My journal of life and those lives that surround & influence me, both positively & negatively

Saturday, July 30

Oh, How We Danced On The Night We Were Wed: The Story Of Mom & Dad's Married Life As Told By Their Third Child, The Mishegas Master


It’s morning here in Morton Grove, where I’m at the public library checking my email, as I still don’t have the internet at home. Why? Because I am waiting for another month to pass before I can get settled & get service, I think, anyway.

Looking at my emails, especially the ones from a Jewish dating service called J-Date are silly at times, kind of pathetic at best. Apparently, I was supposed to have set in stone, firmed up plans with someone to meet over coffee & I didn’t and she had to go and nitpick about it. Future wife material, you think?

Is that someone I want to even consider spending part of my time with on planet Earth? I’m not sure, if she is already behaving like this now, especially in light of the fact I’ve asked for a photograph twice & she’s made up excuses and not emailed one to me.

▸ **Dataset excerpt**:
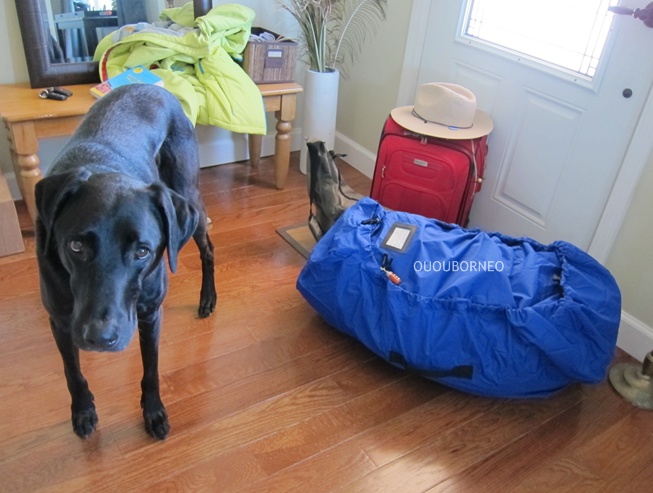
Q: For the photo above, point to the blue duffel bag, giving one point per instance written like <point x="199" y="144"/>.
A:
<point x="480" y="312"/>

▸ **Stated problem**:
Copy the journal entry above word for word, from "It’s morning here" to "I think, anyway.".

▸ **Result below**:
It’s morning here in Morton Grove, where I’m at the public library checking my email, as I still don’t have the internet at home. Why? Because I am waiting for another month to pass before I can get settled & get service, I think, anyway.